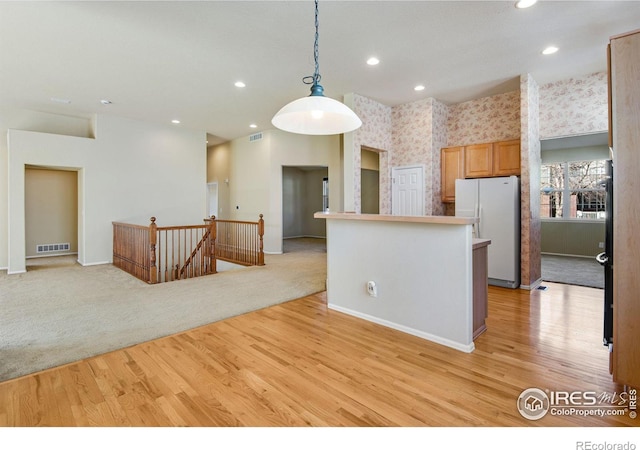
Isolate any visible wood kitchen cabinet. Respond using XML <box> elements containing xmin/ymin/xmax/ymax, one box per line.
<box><xmin>464</xmin><ymin>143</ymin><xmax>493</xmax><ymax>178</ymax></box>
<box><xmin>440</xmin><ymin>139</ymin><xmax>520</xmax><ymax>203</ymax></box>
<box><xmin>440</xmin><ymin>147</ymin><xmax>464</xmax><ymax>203</ymax></box>
<box><xmin>464</xmin><ymin>139</ymin><xmax>520</xmax><ymax>178</ymax></box>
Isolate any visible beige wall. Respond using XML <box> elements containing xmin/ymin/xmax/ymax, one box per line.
<box><xmin>24</xmin><ymin>168</ymin><xmax>78</xmax><ymax>258</ymax></box>
<box><xmin>218</xmin><ymin>130</ymin><xmax>342</xmax><ymax>253</ymax></box>
<box><xmin>207</xmin><ymin>142</ymin><xmax>231</xmax><ymax>219</ymax></box>
<box><xmin>0</xmin><ymin>110</ymin><xmax>206</xmax><ymax>273</ymax></box>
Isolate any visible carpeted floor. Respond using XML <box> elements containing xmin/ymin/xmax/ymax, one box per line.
<box><xmin>0</xmin><ymin>239</ymin><xmax>327</xmax><ymax>381</ymax></box>
<box><xmin>542</xmin><ymin>255</ymin><xmax>604</xmax><ymax>289</ymax></box>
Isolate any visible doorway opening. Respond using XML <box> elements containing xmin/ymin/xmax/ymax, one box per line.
<box><xmin>540</xmin><ymin>133</ymin><xmax>610</xmax><ymax>289</ymax></box>
<box><xmin>207</xmin><ymin>182</ymin><xmax>218</xmax><ymax>217</ymax></box>
<box><xmin>282</xmin><ymin>166</ymin><xmax>331</xmax><ymax>253</ymax></box>
<box><xmin>360</xmin><ymin>147</ymin><xmax>380</xmax><ymax>214</ymax></box>
<box><xmin>24</xmin><ymin>166</ymin><xmax>80</xmax><ymax>270</ymax></box>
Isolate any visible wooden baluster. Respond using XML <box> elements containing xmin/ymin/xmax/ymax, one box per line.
<box><xmin>258</xmin><ymin>214</ymin><xmax>264</xmax><ymax>266</ymax></box>
<box><xmin>149</xmin><ymin>217</ymin><xmax>158</xmax><ymax>284</ymax></box>
<box><xmin>209</xmin><ymin>216</ymin><xmax>218</xmax><ymax>273</ymax></box>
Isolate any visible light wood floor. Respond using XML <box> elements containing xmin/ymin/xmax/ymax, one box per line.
<box><xmin>0</xmin><ymin>283</ymin><xmax>640</xmax><ymax>427</ymax></box>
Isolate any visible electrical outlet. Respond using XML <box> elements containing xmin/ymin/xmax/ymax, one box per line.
<box><xmin>367</xmin><ymin>281</ymin><xmax>378</xmax><ymax>297</ymax></box>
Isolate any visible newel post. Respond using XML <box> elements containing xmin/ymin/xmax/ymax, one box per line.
<box><xmin>209</xmin><ymin>216</ymin><xmax>218</xmax><ymax>273</ymax></box>
<box><xmin>258</xmin><ymin>214</ymin><xmax>264</xmax><ymax>266</ymax></box>
<box><xmin>149</xmin><ymin>217</ymin><xmax>158</xmax><ymax>284</ymax></box>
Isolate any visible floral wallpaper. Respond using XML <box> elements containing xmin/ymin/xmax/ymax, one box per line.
<box><xmin>353</xmin><ymin>94</ymin><xmax>392</xmax><ymax>214</ymax></box>
<box><xmin>431</xmin><ymin>99</ymin><xmax>455</xmax><ymax>216</ymax></box>
<box><xmin>447</xmin><ymin>91</ymin><xmax>520</xmax><ymax>147</ymax></box>
<box><xmin>520</xmin><ymin>76</ymin><xmax>542</xmax><ymax>287</ymax></box>
<box><xmin>540</xmin><ymin>72</ymin><xmax>609</xmax><ymax>139</ymax></box>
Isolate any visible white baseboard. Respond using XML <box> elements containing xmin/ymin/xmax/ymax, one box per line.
<box><xmin>25</xmin><ymin>252</ymin><xmax>78</xmax><ymax>259</ymax></box>
<box><xmin>327</xmin><ymin>303</ymin><xmax>475</xmax><ymax>353</ymax></box>
<box><xmin>520</xmin><ymin>278</ymin><xmax>542</xmax><ymax>291</ymax></box>
<box><xmin>541</xmin><ymin>253</ymin><xmax>604</xmax><ymax>259</ymax></box>
<box><xmin>78</xmin><ymin>260</ymin><xmax>111</xmax><ymax>267</ymax></box>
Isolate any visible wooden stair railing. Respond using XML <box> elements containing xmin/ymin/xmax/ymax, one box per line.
<box><xmin>113</xmin><ymin>214</ymin><xmax>264</xmax><ymax>284</ymax></box>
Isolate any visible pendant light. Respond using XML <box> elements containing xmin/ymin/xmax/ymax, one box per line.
<box><xmin>271</xmin><ymin>0</ymin><xmax>362</xmax><ymax>135</ymax></box>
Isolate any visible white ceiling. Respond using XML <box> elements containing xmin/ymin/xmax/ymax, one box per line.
<box><xmin>0</xmin><ymin>0</ymin><xmax>640</xmax><ymax>142</ymax></box>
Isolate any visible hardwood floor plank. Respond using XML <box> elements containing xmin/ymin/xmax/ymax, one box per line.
<box><xmin>0</xmin><ymin>283</ymin><xmax>640</xmax><ymax>427</ymax></box>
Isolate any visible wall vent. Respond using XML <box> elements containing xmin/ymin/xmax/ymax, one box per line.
<box><xmin>36</xmin><ymin>242</ymin><xmax>71</xmax><ymax>253</ymax></box>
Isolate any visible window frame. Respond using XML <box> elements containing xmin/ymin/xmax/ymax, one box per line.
<box><xmin>540</xmin><ymin>158</ymin><xmax>607</xmax><ymax>223</ymax></box>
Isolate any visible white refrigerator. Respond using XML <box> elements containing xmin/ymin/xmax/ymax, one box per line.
<box><xmin>455</xmin><ymin>176</ymin><xmax>520</xmax><ymax>289</ymax></box>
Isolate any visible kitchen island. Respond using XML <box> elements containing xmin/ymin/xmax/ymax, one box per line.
<box><xmin>314</xmin><ymin>212</ymin><xmax>489</xmax><ymax>352</ymax></box>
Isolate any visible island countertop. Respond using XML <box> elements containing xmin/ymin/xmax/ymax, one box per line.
<box><xmin>313</xmin><ymin>212</ymin><xmax>478</xmax><ymax>225</ymax></box>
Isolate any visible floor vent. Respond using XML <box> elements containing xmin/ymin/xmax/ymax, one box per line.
<box><xmin>36</xmin><ymin>242</ymin><xmax>71</xmax><ymax>253</ymax></box>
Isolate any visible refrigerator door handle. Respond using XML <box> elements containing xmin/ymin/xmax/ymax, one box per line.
<box><xmin>596</xmin><ymin>252</ymin><xmax>609</xmax><ymax>266</ymax></box>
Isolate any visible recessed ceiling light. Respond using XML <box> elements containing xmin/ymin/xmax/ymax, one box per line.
<box><xmin>516</xmin><ymin>0</ymin><xmax>538</xmax><ymax>9</ymax></box>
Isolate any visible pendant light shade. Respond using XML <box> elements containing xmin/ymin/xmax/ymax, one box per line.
<box><xmin>271</xmin><ymin>0</ymin><xmax>362</xmax><ymax>135</ymax></box>
<box><xmin>271</xmin><ymin>85</ymin><xmax>362</xmax><ymax>135</ymax></box>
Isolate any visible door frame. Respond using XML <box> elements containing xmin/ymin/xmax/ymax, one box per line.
<box><xmin>391</xmin><ymin>164</ymin><xmax>425</xmax><ymax>216</ymax></box>
<box><xmin>207</xmin><ymin>181</ymin><xmax>220</xmax><ymax>217</ymax></box>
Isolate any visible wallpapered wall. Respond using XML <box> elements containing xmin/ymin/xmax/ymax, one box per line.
<box><xmin>540</xmin><ymin>72</ymin><xmax>609</xmax><ymax>139</ymax></box>
<box><xmin>447</xmin><ymin>91</ymin><xmax>520</xmax><ymax>147</ymax></box>
<box><xmin>353</xmin><ymin>94</ymin><xmax>393</xmax><ymax>214</ymax></box>
<box><xmin>520</xmin><ymin>76</ymin><xmax>542</xmax><ymax>287</ymax></box>
<box><xmin>354</xmin><ymin>73</ymin><xmax>608</xmax><ymax>286</ymax></box>
<box><xmin>354</xmin><ymin>73</ymin><xmax>608</xmax><ymax>215</ymax></box>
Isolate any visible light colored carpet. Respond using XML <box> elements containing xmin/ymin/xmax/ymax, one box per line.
<box><xmin>0</xmin><ymin>240</ymin><xmax>327</xmax><ymax>381</ymax></box>
<box><xmin>542</xmin><ymin>255</ymin><xmax>604</xmax><ymax>289</ymax></box>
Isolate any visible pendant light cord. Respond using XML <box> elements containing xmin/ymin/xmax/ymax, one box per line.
<box><xmin>302</xmin><ymin>0</ymin><xmax>322</xmax><ymax>86</ymax></box>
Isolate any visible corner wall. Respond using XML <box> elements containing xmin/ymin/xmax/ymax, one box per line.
<box><xmin>520</xmin><ymin>74</ymin><xmax>542</xmax><ymax>289</ymax></box>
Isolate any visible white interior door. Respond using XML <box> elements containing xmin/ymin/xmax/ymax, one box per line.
<box><xmin>207</xmin><ymin>183</ymin><xmax>218</xmax><ymax>217</ymax></box>
<box><xmin>391</xmin><ymin>166</ymin><xmax>424</xmax><ymax>216</ymax></box>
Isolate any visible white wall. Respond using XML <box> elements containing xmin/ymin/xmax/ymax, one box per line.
<box><xmin>0</xmin><ymin>111</ymin><xmax>206</xmax><ymax>273</ymax></box>
<box><xmin>229</xmin><ymin>130</ymin><xmax>342</xmax><ymax>253</ymax></box>
<box><xmin>326</xmin><ymin>218</ymin><xmax>474</xmax><ymax>352</ymax></box>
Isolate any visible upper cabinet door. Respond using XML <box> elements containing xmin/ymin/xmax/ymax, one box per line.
<box><xmin>493</xmin><ymin>139</ymin><xmax>520</xmax><ymax>177</ymax></box>
<box><xmin>464</xmin><ymin>144</ymin><xmax>493</xmax><ymax>178</ymax></box>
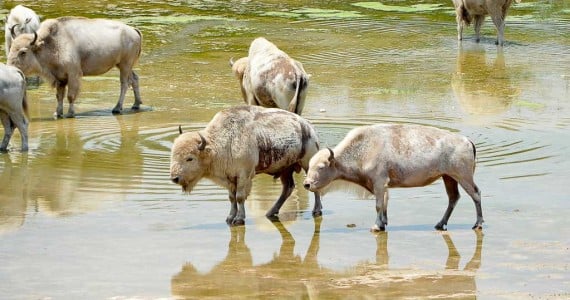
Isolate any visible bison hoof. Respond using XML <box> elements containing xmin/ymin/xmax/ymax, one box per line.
<box><xmin>434</xmin><ymin>223</ymin><xmax>447</xmax><ymax>231</ymax></box>
<box><xmin>370</xmin><ymin>224</ymin><xmax>386</xmax><ymax>232</ymax></box>
<box><xmin>232</xmin><ymin>219</ymin><xmax>245</xmax><ymax>226</ymax></box>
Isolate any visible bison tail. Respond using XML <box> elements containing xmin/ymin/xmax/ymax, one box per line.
<box><xmin>289</xmin><ymin>75</ymin><xmax>307</xmax><ymax>115</ymax></box>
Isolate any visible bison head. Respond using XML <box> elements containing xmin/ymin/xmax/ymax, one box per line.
<box><xmin>230</xmin><ymin>57</ymin><xmax>249</xmax><ymax>82</ymax></box>
<box><xmin>170</xmin><ymin>132</ymin><xmax>211</xmax><ymax>193</ymax></box>
<box><xmin>8</xmin><ymin>32</ymin><xmax>43</xmax><ymax>75</ymax></box>
<box><xmin>303</xmin><ymin>148</ymin><xmax>338</xmax><ymax>192</ymax></box>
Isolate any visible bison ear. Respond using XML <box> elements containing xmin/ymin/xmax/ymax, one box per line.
<box><xmin>327</xmin><ymin>147</ymin><xmax>334</xmax><ymax>162</ymax></box>
<box><xmin>198</xmin><ymin>132</ymin><xmax>207</xmax><ymax>151</ymax></box>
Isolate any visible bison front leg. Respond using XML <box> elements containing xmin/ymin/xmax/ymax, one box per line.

■ ■ ■ ■ ■

*Exercise*: All lines from the one with "Isolate any visible bison tail." through the final line above are to be quoted exactly; quote no other line.

*Exercise output*:
Isolate any visible bison tail. Respond using XML <box> elements containing xmin/ymin/xmax/ymax, one box per line.
<box><xmin>289</xmin><ymin>75</ymin><xmax>307</xmax><ymax>115</ymax></box>
Isolate any visible bison head. Respond using XML <box> elements containing xmin/ymin/xmax/ymax, one box per line.
<box><xmin>230</xmin><ymin>57</ymin><xmax>249</xmax><ymax>82</ymax></box>
<box><xmin>170</xmin><ymin>132</ymin><xmax>211</xmax><ymax>193</ymax></box>
<box><xmin>8</xmin><ymin>32</ymin><xmax>43</xmax><ymax>75</ymax></box>
<box><xmin>303</xmin><ymin>148</ymin><xmax>338</xmax><ymax>192</ymax></box>
Isolate any visible bison ear. Respond using XML <box> elements containing xmin/ymin/xmax/ymax, one box per line.
<box><xmin>327</xmin><ymin>147</ymin><xmax>334</xmax><ymax>162</ymax></box>
<box><xmin>198</xmin><ymin>132</ymin><xmax>207</xmax><ymax>151</ymax></box>
Isolate any visible bison front leg. Respond using XML <box> elements containing xmin/ymin/xmax/ymax, one box per line.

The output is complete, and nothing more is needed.